▶ [Task to carry out]
If a record contains a picture, skip the picture and transcribe the rest exactly.

▶ [Exercise material]
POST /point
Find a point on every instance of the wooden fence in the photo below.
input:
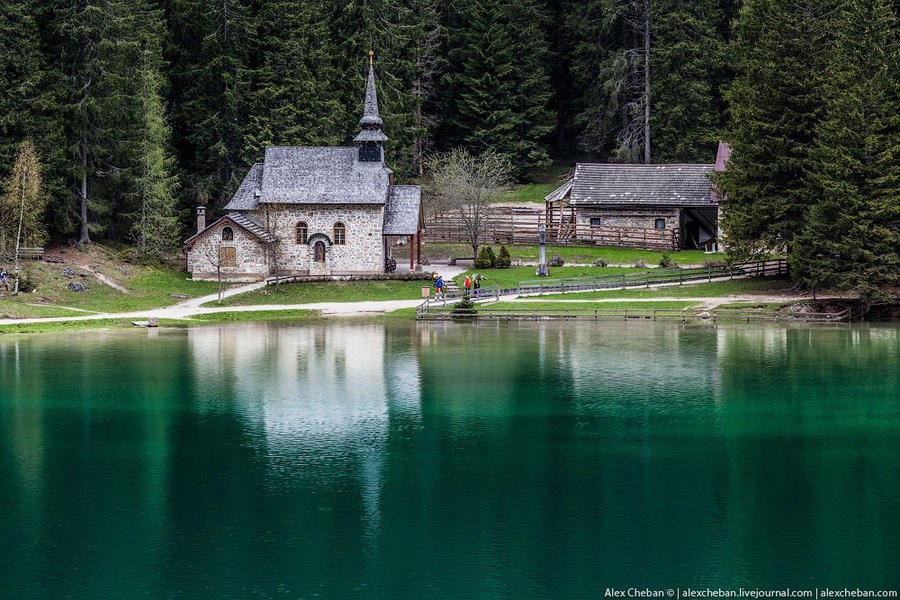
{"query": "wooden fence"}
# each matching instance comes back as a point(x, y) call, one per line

▶ [Output below]
POST /point
Find a point on every instance of the wooden fence in the photo below.
input:
{"query": "wooden fence"}
# each matching instance comes back as a point(x, y) call, one per line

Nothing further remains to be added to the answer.